* _What the task requires_: Show every line of the records that contains the string "afro", reproducing each one in full.

(Point placement records)
═══

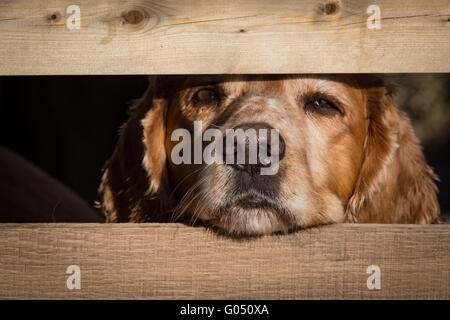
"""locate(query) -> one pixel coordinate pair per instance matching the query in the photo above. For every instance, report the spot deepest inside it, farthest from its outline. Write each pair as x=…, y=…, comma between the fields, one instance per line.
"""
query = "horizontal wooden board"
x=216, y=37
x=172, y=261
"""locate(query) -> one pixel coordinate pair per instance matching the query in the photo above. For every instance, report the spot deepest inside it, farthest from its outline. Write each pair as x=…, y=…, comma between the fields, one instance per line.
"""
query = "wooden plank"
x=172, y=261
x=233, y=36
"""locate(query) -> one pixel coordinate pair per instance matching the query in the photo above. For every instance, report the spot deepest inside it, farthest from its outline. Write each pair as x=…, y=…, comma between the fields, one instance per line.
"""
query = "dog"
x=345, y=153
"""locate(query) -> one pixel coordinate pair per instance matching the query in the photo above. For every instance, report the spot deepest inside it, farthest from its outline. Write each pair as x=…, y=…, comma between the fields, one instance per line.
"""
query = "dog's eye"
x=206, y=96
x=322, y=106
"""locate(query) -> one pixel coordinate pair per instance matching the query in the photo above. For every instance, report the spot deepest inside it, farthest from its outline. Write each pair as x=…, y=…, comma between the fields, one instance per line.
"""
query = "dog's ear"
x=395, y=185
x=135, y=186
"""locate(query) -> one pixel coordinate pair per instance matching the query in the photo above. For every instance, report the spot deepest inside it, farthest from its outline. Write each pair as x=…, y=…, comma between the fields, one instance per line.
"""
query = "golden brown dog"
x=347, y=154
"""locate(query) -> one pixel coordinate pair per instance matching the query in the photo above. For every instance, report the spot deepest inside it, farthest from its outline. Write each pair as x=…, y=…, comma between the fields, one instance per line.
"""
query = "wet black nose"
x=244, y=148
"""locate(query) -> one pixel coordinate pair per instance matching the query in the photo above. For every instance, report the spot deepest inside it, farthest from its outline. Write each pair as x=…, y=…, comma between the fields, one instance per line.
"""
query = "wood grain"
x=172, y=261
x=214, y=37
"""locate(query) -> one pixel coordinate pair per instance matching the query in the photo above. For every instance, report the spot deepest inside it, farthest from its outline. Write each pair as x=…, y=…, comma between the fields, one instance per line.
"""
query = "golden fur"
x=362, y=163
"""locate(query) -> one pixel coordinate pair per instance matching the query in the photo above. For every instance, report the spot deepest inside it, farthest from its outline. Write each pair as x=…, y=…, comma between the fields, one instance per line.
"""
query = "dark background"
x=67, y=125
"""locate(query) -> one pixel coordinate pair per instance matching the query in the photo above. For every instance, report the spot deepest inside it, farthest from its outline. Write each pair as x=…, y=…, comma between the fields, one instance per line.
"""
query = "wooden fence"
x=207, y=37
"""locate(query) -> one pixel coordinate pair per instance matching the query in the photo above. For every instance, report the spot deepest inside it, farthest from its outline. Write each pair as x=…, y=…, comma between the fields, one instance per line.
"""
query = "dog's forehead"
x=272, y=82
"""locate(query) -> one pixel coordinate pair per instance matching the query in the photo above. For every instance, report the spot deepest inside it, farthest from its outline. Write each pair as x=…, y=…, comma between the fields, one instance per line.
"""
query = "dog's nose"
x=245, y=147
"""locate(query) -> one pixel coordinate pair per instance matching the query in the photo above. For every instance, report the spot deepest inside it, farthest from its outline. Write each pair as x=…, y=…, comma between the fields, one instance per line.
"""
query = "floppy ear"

═══

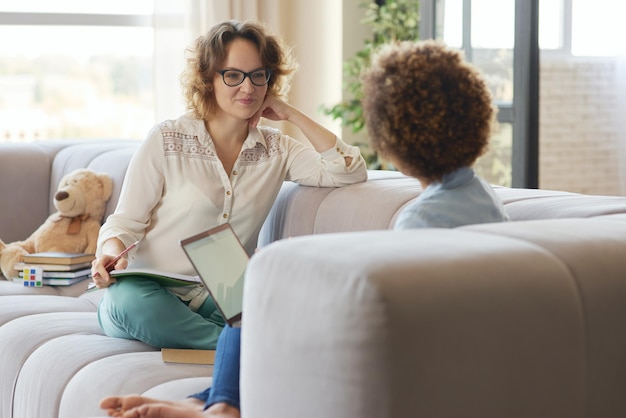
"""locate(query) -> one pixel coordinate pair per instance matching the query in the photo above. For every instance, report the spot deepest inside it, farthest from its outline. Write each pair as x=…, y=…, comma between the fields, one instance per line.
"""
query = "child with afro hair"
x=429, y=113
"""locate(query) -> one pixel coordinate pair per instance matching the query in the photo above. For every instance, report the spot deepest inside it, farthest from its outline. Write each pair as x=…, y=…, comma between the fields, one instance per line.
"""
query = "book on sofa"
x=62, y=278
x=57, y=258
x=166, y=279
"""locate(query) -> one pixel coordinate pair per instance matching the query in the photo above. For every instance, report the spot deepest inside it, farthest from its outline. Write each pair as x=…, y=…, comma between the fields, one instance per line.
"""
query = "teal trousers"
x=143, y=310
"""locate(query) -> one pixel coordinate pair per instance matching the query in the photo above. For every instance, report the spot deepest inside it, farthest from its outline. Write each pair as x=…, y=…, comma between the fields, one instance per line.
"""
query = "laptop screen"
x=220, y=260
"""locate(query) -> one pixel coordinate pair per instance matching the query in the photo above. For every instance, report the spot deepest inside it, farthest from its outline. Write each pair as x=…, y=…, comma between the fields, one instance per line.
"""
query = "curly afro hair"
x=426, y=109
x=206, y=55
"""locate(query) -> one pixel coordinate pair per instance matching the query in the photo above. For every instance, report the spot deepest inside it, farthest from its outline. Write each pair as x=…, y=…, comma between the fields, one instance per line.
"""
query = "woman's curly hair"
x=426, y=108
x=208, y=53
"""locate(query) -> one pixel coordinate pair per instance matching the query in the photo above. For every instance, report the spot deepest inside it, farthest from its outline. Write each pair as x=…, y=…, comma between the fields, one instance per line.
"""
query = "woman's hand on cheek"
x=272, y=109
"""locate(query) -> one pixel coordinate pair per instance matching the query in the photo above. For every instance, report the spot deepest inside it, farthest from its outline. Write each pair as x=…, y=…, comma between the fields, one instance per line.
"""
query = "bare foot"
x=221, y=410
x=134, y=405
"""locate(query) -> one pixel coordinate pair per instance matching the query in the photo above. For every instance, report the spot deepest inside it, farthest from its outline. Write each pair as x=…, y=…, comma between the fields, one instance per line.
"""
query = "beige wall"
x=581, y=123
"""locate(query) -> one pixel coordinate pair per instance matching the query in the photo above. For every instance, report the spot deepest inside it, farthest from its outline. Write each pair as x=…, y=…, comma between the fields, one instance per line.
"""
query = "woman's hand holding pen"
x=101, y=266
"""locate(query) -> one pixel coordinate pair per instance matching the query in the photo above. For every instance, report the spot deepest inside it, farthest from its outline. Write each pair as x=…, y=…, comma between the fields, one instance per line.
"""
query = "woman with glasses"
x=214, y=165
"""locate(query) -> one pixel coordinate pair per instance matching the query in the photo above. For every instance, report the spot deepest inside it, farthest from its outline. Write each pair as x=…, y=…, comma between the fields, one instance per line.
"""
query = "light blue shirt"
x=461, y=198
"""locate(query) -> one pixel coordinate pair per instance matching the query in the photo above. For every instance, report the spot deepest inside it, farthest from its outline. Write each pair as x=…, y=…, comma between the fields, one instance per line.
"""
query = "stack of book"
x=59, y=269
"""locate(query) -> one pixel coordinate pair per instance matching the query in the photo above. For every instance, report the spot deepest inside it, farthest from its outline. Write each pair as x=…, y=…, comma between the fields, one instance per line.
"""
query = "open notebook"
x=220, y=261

═══

* _Written answer_:
query = "child with afro hair"
query = "curly afro hair"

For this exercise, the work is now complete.